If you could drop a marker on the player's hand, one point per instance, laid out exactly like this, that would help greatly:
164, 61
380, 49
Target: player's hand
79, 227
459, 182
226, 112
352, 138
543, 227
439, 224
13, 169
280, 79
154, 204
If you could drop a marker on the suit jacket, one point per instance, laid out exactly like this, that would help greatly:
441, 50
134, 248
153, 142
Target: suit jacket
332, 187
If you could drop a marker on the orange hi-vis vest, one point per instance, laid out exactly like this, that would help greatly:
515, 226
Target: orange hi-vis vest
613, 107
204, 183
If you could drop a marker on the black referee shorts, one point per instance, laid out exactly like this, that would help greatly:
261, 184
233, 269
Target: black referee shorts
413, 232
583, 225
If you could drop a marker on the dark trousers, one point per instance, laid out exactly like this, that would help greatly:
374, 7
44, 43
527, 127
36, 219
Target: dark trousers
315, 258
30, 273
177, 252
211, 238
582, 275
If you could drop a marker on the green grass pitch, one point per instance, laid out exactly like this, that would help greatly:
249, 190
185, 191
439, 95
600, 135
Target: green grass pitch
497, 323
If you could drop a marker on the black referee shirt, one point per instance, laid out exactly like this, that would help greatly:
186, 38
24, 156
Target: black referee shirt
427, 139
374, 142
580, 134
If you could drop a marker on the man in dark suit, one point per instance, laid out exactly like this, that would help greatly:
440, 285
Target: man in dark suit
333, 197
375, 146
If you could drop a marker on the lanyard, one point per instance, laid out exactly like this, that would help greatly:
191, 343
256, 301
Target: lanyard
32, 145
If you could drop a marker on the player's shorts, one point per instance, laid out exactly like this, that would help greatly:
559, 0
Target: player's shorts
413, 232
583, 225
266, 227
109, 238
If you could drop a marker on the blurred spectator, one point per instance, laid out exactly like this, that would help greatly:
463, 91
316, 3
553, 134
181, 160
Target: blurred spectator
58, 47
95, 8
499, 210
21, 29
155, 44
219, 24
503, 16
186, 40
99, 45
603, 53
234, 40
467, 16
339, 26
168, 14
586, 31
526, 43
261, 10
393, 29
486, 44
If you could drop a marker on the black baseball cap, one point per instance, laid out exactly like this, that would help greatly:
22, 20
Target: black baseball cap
:::::
== Task instructions ==
Repeat only what runs from the line holding "If you could drop a marker on the blurred" to the end of the data, keeping every line exactly as written, first and last included.

== Full output ==
If you could drop a marker on the blurred spectator, one point per instance, laid out exactly like this, that would help greatly:
463, 91
316, 3
553, 134
181, 160
Target: blurred spectator
58, 47
95, 8
499, 210
21, 29
155, 44
219, 24
503, 16
186, 40
99, 45
603, 53
234, 40
467, 16
339, 26
168, 14
586, 31
526, 43
261, 10
393, 29
486, 44
If you could drop a marker on the black baseball cap, one point per instance, laid out exactly like this, that would help greatly:
22, 20
Target: black baseball cap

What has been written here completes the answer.